Dans un autre endroit de la même apologie, saint Justin donne d'autres détails qui complètent les précédents : parlant du Baptême et des rites qui l'accompagnent, il en achève la description par celle du divin sacrifice auquel assiste le néophyte :
" Lorsque nous avons ainsi lavé celui qui vient de rendre témoignage de sa foi en notre doctrine, nous le conduisons vers ceux qui sont appelés frères, afin d'offrir des prières communes et pour nous-mêmes, et pour celui qui vient d'être illuminé, et pour tous les hommes, afin qu'arrivant à la connaissance de la vérité, ils deviennent dignes de participer à la même grâce. Quand les prières sont finies, nous nous saluons par le baiser. Ensuite on apporte à celui qui préside, le pain et la coupe de vin mêlé d'eau. Celui-ci les ayant reçus, rend gloire et louange au Père de toutes choses par le nom du Fils et du Saint Esprit, et accomplit une longue Eucharistie, ou Action de Grâces, pour ces mêmes dons que nous avons reçus du Père.
" Quand il a achevé les prières de l'Eucharistie, tout le peuple crie : Amen. Or Amen en langue hébraïque équivaut à Fiat. Celui qui préside ayant terminé les prières, et le peuple ayant répondu, ceux que nous appelons diacres distribuent le pain, le vin et l'eau sur lesquels on a rendu grâces, afin que chacun de ceux qui sont présents y participent, et ils ont aussi le soin de les porter aux absents."
....
Prolongez le texte source sur le baptême et l'eucharistie selon saint Justin en reprenant après sa dernière phrase.

- [Section des données]:
....
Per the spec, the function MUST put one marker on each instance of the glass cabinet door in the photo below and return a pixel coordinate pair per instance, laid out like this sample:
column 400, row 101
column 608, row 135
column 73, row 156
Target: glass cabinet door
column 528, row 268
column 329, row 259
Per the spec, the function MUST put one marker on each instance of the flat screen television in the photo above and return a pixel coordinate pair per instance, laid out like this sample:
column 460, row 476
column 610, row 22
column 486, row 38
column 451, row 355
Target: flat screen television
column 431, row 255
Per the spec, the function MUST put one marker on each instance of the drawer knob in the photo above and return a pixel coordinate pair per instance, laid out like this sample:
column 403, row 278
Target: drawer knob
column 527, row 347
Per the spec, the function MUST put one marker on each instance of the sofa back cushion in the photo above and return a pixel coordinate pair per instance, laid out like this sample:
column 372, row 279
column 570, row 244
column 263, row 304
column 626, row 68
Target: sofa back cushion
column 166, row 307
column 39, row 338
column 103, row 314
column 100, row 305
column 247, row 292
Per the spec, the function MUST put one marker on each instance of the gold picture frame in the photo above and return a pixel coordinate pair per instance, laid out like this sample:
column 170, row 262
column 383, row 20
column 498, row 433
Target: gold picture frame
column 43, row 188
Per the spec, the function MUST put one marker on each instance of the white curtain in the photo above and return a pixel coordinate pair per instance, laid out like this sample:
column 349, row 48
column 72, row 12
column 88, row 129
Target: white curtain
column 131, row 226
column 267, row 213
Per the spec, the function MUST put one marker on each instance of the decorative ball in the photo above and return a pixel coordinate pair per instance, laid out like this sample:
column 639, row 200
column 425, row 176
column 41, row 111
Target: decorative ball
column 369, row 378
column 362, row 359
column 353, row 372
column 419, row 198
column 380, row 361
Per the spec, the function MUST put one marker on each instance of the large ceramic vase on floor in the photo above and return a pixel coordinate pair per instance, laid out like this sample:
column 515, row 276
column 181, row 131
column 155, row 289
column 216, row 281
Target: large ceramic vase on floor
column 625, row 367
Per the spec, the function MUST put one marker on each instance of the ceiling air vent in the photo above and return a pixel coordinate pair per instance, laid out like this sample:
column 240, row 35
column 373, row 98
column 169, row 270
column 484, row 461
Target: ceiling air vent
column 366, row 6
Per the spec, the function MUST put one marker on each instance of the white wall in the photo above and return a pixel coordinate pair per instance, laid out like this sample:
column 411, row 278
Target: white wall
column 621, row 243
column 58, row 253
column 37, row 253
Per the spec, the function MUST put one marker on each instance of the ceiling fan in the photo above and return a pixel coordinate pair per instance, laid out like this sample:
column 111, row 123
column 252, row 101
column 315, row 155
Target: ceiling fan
....
- [Réponse attendue]:
Dans ce récit succinct, nous voyons clairement exposé tout l'ensemble du sacrifice eucharistique, tel qu'il est encore aujourd'hui. Le jour du Dimanche est celui de l'assemblée générale ; la messe dite des Catéchumènes a lieu, comme aujourd'hui, par la lecture des livres de l'Ancien et du Nouveau Testament. Vient ensuite l'Homélie, adressée à l'assistance par le pontife, en manière de commentaire sur les lectures que l'on vient de faire. Après l'Homélie, l'assistance se lève, et ont lieu les prières pour les besoins de l'Église et du monde entier, qui sont placées dans toutes les Liturgies avant la Consécration. La Consécration est, comme aujourd'hui, précédée de l'Action de Grâces, qui est une formule longue, prolixa, à laquelle appartient spécialement le nom d'Eucharistie : c'est le Canon. Les réponses du peuple par acclamation, le baiser de paix, la communion, le ministère des diacres, tout le sacrifice en un mot, se trouve exposé comme en abrégé dans cet admirable et touchant récit, malgré l'attention de l'Apologiste à ne pas révéler les mystères au-delà d'une certaine mesure qui lui a été permise.
Les Chrétiens de cette époque prenaient part aux prières de l'Église, en se tournant vers l'Orient, et tenant les mains étendues en forme de croix ; geste que l'Église latine a retenu pour le prêtre, durant la plus grande partie du sacrifice, et qui est si expressivement rendu sur les peintures des Catacombes romaines. Tertullien en explique le mystère en son livre de la Prière.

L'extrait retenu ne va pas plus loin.